▸ Explore the material:
A. According to the text on Fahrni's life and chess career, why did he become a professional chess master? Answer in one to three sentences.
B. In the text on Fahrni's life and chess career, how many of Fahrni's compositions were composed together with Johannes Willem Keemink?
C. Continue the text on Fahrni's life and chess career, starting after its final sentence.

▸ Text shown:
========================================

After failing as photographer and because of his psychosis, a severe mental disorder in which thought and emotions are so impaired that contact is lost with reality, he became a professional chess master. In 1916, he was hospitalized for his condition, was released, but was hospitalized again after a relapse.
The outbreak of the First World War ruined his life and was probably the cause of his illness and the reason why he was deported back to Switzerland from Germany. Back in Switzerland, he was heavily involved with art and chess composition. He was the first Swiss composer to compose over 150 studies which often resembled over the board positions. Eighty-three of his compositions were composed together with the Dutch problemist Johannes Willem Keemink. Almost nothing is known about Keemink except that in 1920 he played a match against Euwe and his only studies were composed with Fahrni. The two published a book of endgame studies in 1928
According to Chessmetrics, Fahrni's highest rating was in 1906 with an assigned rating of 2557. By 1917 his rating had dropped a bit to 2510, but he was ranked at number 20 in the world. For 1917, the top rated players were Lasker, Capablanca, Marshall, Schlechter and Tarrasch.

========================================

▸ Information given:

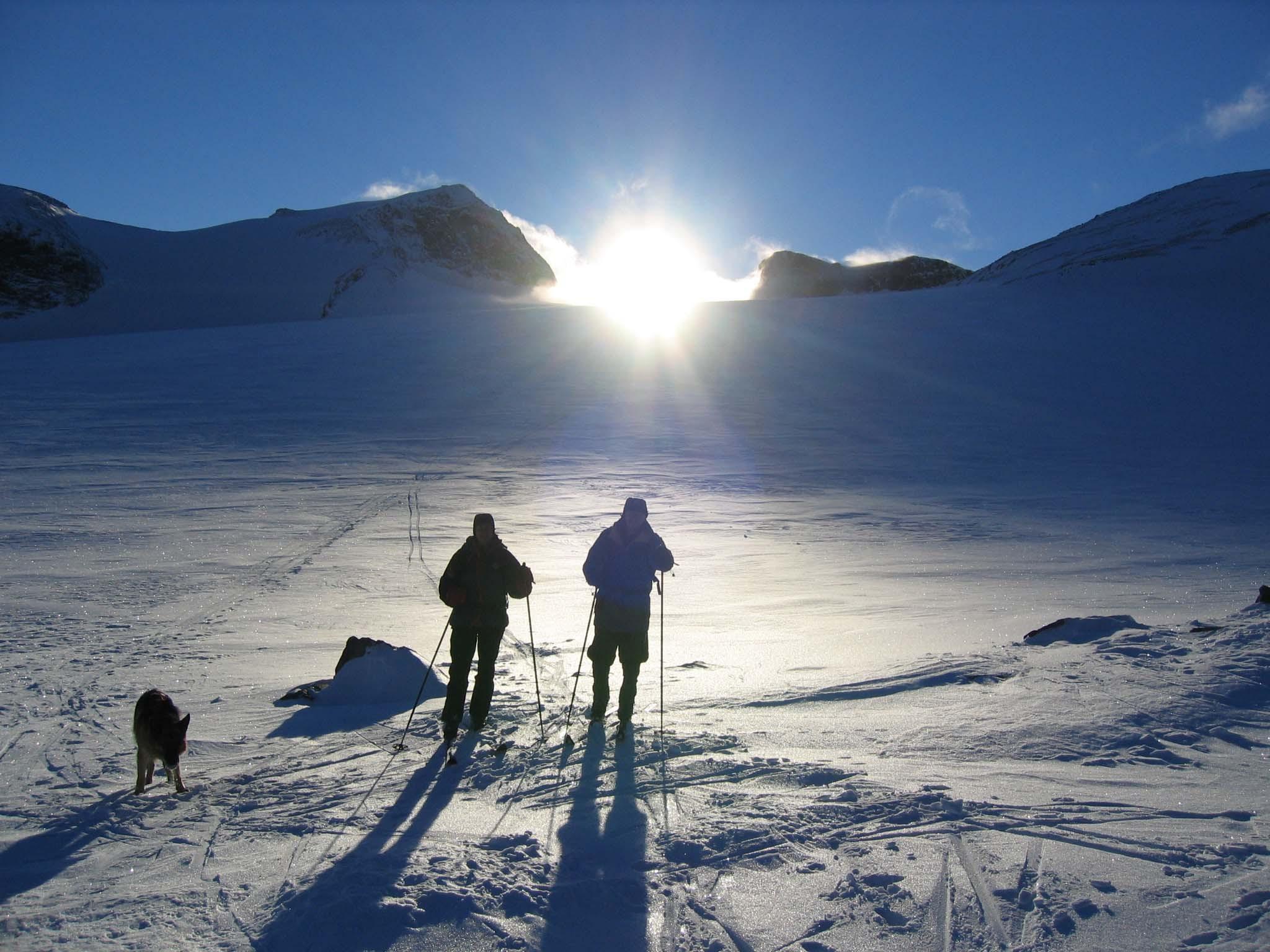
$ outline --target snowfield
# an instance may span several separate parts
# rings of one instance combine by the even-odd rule
[[[1270,947],[1262,231],[660,343],[447,297],[0,347],[4,947]],[[583,665],[565,746],[632,494],[634,737]],[[446,767],[444,647],[394,745],[483,510],[533,627]],[[281,701],[352,635],[409,651]],[[132,795],[150,687],[188,795]]]

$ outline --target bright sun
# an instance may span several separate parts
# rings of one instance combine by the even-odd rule
[[[649,335],[672,334],[709,291],[700,256],[657,227],[631,228],[607,244],[589,275],[594,303],[613,320]]]

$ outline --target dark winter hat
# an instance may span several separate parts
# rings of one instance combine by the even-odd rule
[[[626,500],[626,505],[622,506],[622,515],[626,513],[639,513],[640,515],[648,515],[648,503],[645,503],[639,496],[630,496]]]

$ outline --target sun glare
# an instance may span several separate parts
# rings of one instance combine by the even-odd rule
[[[665,335],[706,300],[705,267],[687,245],[662,228],[631,228],[598,255],[591,278],[596,305],[620,324]]]
[[[639,336],[671,336],[697,305],[747,301],[758,284],[757,268],[744,278],[710,270],[673,227],[615,223],[598,253],[583,256],[550,227],[504,215],[555,272],[556,283],[537,292],[542,301],[598,307]]]

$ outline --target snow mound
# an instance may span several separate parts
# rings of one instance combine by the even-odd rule
[[[315,704],[413,703],[428,665],[408,647],[370,647],[339,669],[330,687],[314,696]],[[439,677],[428,678],[424,698],[443,697]]]
[[[1110,637],[1125,628],[1146,630],[1130,614],[1092,614],[1088,618],[1059,618],[1057,622],[1024,635],[1025,645],[1053,645],[1066,641],[1069,645],[1085,645],[1090,641]]]

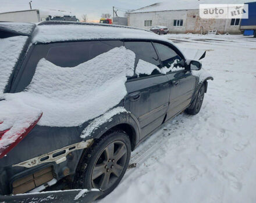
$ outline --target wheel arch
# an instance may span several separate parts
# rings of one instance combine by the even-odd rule
[[[189,106],[189,108],[194,108],[194,106],[195,104],[195,98],[197,97],[197,93],[200,89],[202,85],[205,85],[205,93],[207,93],[207,88],[208,88],[208,80],[214,80],[214,78],[212,77],[208,77],[205,78],[204,80],[201,81],[201,82],[199,82],[197,84],[197,85],[195,88],[195,90],[194,92],[193,96],[192,96],[192,99],[190,103],[190,106]]]
[[[114,115],[107,121],[99,126],[94,128],[90,133],[90,136],[86,136],[84,140],[88,139],[98,139],[115,130],[125,131],[130,138],[133,151],[140,140],[140,130],[138,121],[131,113],[125,111]]]

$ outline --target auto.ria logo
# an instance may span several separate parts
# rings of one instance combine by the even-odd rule
[[[200,4],[201,19],[248,19],[248,4]]]

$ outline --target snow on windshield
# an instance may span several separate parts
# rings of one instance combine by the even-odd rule
[[[26,90],[5,94],[5,98],[41,110],[38,125],[78,126],[120,103],[127,93],[126,75],[133,75],[134,61],[135,54],[124,47],[72,68],[42,59]]]
[[[0,38],[0,94],[5,90],[27,38],[17,36]]]
[[[0,23],[0,28],[5,28],[19,33],[30,35],[33,31],[35,25],[27,23]]]

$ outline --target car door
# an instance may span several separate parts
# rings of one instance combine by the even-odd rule
[[[129,110],[138,120],[143,138],[163,122],[170,94],[168,78],[159,71],[161,63],[151,42],[125,42],[125,46],[136,56],[134,76],[126,85]]]
[[[170,85],[168,120],[190,104],[195,88],[195,77],[191,75],[190,70],[186,70],[184,57],[176,48],[171,47],[170,45],[157,42],[154,42],[154,45],[161,58],[163,69],[167,72],[166,76]]]

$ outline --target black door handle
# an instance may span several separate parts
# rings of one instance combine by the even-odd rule
[[[137,100],[140,97],[140,92],[134,92],[129,95],[130,100],[131,102]]]
[[[174,81],[172,82],[172,84],[173,86],[177,86],[179,82],[179,81]]]

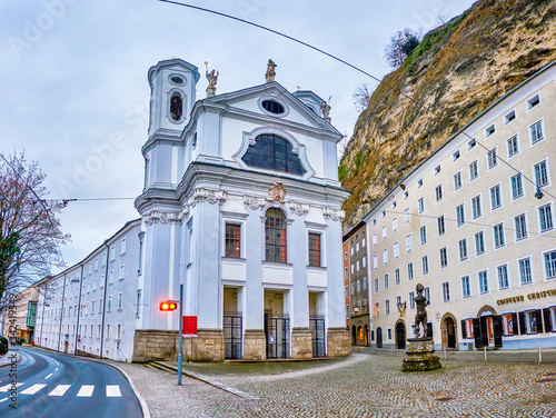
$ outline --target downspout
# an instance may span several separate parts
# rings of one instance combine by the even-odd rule
[[[106,293],[108,290],[108,263],[110,262],[110,246],[105,241],[106,246],[106,271],[105,271],[105,299],[102,299],[102,321],[100,326],[100,358],[102,357],[102,349],[105,348],[105,316],[106,316]]]
[[[83,265],[79,263],[81,266],[81,278],[79,280],[79,301],[77,305],[77,324],[76,324],[76,348],[73,349],[73,354],[77,355],[77,344],[79,342],[79,337],[81,336],[79,332],[79,318],[81,317],[81,291],[83,288]]]
[[[58,330],[58,352],[60,351],[60,340],[62,338],[61,331],[63,327],[63,302],[66,299],[66,273],[63,273],[63,290],[62,290],[62,308],[60,311],[60,329]]]

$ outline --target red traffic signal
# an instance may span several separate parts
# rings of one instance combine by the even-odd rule
[[[172,310],[176,310],[176,308],[178,307],[178,303],[175,302],[173,300],[165,300],[163,302],[160,302],[160,310],[162,311],[172,311]]]

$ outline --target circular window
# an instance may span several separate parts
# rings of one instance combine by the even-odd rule
[[[170,82],[172,84],[176,84],[176,86],[183,86],[186,83],[186,80],[183,79],[183,77],[181,77],[179,74],[170,74],[170,77],[168,77],[168,79],[170,80]]]
[[[286,109],[284,109],[284,106],[275,100],[262,100],[260,106],[262,106],[262,109],[265,109],[267,112],[275,115],[281,115],[286,111]]]

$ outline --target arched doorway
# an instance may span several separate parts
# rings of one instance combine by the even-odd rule
[[[406,349],[406,326],[404,321],[396,324],[396,348],[400,350]]]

========================================

▸ Responses for each task:
A. He became a professional chess master after he had failed as a photographer and because of his psychosis. The text describes that psychosis as a severe mental disorder in which thought and emotions are so impaired that contact with reality is lost.

B. Eighty-three.

C.
His best ever tournament performance came in 1911 at San Remo where he finished 1st, ahead of Levitsky, Przepiorka, Gunsberg, Kostic, Forgacs and Reti. Fahrni played several matches. In 1907, he lost to Spielmann (+3 –5 =2). In 1908, he drew with Alekhine (+1 –1 =1).
The same year he defeated Salwe (+3 –1 =1). In 1910, he lost to Spielmann (+3 –4 =4). In 1912, he defeated von Bardeleben (+3 –0 =1). In 1914, he drew with Leonhardt (+1 –1 =0). In 1916, he drew with Selesnev (+2 –2 =2). In 1917, he lost to Teichmann (+0 –2 =2).
During his career he also authored three chess books, two on the endgame and his monograph on 1.e4 Nf6 was the first time it was referred to as Alekhine's Defense. Although Wikipedia and other sources say that he was joint Swiss champion with Oscar Corrodi in 1892, according to the websites of both the Swiss chess federation and ARVES (an endgame studies site) it was actually his brother Paul Fahrni.